- TEKS DOKUMEN -
⁂

Jumat, 29 November 2013

[RESENSI NOVEL 12 MENIT]

MIMPI-MIMPI YANG DIPERJUANGKAN SEPENUH HATI
Resensator: Susi S. Idris

Judul Buku        : 12 Menit
Pengarang         : Oka Aurora
Penerbit            : Noura Books
Cetakan            : Pertama, Mei 2013
Tebal                 : xiv + 348 halaman
ISBN                 : 978-602-7816-33-6

        Mewujudkan impian di tengah banyaknya rintangan bukanlah hal yang mustahil jika dikerjakan dengan sungguh-sungguh. Orang-orang yang berani bermimpi adalah orang-orang yang juga berani bekerja keras, berani menanggung risiko, dan berani membuat keputusan. Hal tersebutlah yang ingin disampaikan Oka Aurora dalam novelnya yang berjudul 12 Menit. Melalui tokoh Rene, Elaine, Lahang, dan Tara, Oka menghadirkan sebuah kisah inspiratif tentang perjuangan anak-anak Marching Band Bontang Pupuk Kaltim dalam meraih impian mereka menjadi juara umum di ajang GPMB (Grand Prix Marching Band), sebuah perhelatan akbar tahunan tempat marching band ternama dari seluruh Indonesia berlaga memperebutkan gelar juara.
        Novel 12 Menit menghadirkan cerita yang tidak hanya fokus pada perkembangan satu orang tokoh, melainkan empat tokoh sekaligus, yaitu Rene, Elaine, Lahang, dan Tara. Keempat tokoh tersebut memiliki permasalahan masing-masing dalam masa-masa persiapan hingga latihan untuk mengikuti ajang GPMB yang digelar di Jakarta. Permasalahan-permasalahan yang dihadirkan Oka mampu membuat pembaca berkaca-kaca, sekaligus termotivasi untuk tidak menjadi orang-orang yang mudah putus asa.
        Awalnya Rene menolak tawaran untuk menjadi pelatih Marching Band Bontang Pupuk Kaltim, karena saat itu ayahnya baru saja meninggal akibat kanker hati, dan Rene khawatir meninggalkan ibunya sendirian di Jakarta. Namun setelah dibujuk oleh pihak PKT, akhirnya Rene menerima tawaran tersebut (hlm. 11-12).
        Rintangan Rene sebagai pelatih Marching Band Bontang sudah dimulai sejak awal kedatangannya. Saat itu, empat orang anggota keluar dari tim inti yang mengharuskan Rene segera mencari anggota baru. Rene pun mengaudisi anak-anak cadet band dan cukup kesulitan menemukan anak-anak berbakat di tim yang memang khusus berisi anggota-anggota baru tersebut. Namun akhirnya terpilihlah anggota-anggota yang akan mengisi posisi yang kosong. Dua di antaranya adalah Tara dan Elaine.

⁂

Dalam resensi novel 12 Menit di atas, apa kepanjangan dari GPMB?

⁂

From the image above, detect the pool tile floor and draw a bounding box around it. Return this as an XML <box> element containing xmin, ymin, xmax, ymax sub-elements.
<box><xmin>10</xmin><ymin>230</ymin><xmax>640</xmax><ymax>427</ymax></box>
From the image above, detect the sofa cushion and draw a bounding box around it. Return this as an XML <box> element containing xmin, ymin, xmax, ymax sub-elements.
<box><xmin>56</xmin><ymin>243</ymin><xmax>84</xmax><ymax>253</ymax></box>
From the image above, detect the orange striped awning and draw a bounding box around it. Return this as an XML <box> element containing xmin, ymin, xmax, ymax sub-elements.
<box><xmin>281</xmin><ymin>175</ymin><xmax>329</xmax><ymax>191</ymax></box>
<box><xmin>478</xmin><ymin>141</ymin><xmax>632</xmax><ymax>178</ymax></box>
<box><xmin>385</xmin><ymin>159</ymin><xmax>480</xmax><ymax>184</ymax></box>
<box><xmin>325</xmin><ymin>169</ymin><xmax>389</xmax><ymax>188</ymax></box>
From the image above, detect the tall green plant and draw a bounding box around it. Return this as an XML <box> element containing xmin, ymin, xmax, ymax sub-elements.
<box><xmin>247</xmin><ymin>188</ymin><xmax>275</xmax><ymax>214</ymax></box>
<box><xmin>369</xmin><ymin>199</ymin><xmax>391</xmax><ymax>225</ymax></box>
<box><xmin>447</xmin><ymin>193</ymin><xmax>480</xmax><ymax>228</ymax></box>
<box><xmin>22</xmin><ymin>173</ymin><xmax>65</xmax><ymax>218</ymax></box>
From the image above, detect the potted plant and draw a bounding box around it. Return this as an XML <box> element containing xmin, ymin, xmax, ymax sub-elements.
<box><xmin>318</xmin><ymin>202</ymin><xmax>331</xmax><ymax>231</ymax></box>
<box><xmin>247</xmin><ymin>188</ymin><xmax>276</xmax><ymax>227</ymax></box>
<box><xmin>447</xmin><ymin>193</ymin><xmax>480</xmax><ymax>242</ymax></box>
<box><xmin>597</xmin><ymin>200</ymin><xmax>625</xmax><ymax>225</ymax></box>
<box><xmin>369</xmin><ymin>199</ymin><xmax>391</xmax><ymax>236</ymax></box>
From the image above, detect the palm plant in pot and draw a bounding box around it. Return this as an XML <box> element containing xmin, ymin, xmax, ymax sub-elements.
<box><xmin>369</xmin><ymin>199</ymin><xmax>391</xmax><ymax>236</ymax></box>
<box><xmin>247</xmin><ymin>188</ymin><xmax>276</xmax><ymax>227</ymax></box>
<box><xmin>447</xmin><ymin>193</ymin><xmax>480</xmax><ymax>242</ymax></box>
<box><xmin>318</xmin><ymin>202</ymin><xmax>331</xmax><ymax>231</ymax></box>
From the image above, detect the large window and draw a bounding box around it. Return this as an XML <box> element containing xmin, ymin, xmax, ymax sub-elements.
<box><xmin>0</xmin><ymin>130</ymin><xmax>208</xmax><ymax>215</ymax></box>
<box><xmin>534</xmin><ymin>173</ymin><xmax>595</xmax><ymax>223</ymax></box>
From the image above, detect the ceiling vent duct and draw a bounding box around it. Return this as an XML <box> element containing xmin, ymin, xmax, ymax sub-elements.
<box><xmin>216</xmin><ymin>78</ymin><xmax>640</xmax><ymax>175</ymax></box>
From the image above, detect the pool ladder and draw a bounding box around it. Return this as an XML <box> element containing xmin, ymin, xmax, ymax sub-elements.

⁂

- HASIL -
Grand Prix Marching Band.